**Coordinate annotation records**:
-- BEGIN --

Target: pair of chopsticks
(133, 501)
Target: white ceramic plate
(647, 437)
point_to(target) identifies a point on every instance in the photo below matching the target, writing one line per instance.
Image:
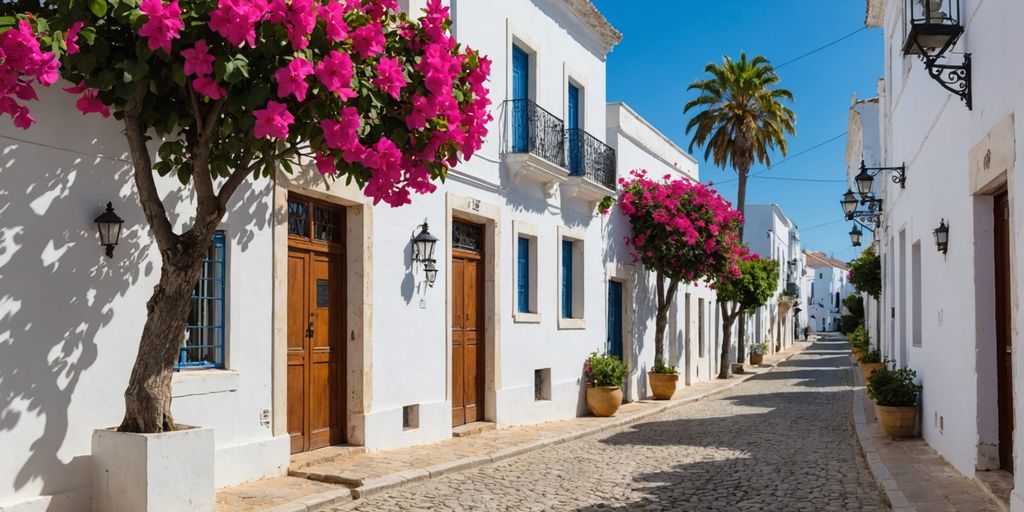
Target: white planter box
(167, 472)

-- END --

**What is needed**: Lay out every line of the records above as a Markdown table with the columns "Row" and "Line", numbering the rows in order and omitting blank lines. Leave the pictures out.

**Solution to the problem**:
| Row | Line |
|---|---|
| 1 | Target: pair of chopsticks |
| 2 | (133, 501) |
| 3 | Target: white ceramic plate |
| 4 | (647, 437) |
| 5 | point_to(target) identifies a point on every instance in the photo below matching the target, writing one line per instance. |
| 6 | Image: |
| 7 | Target: white planter box |
| 8 | (167, 472) |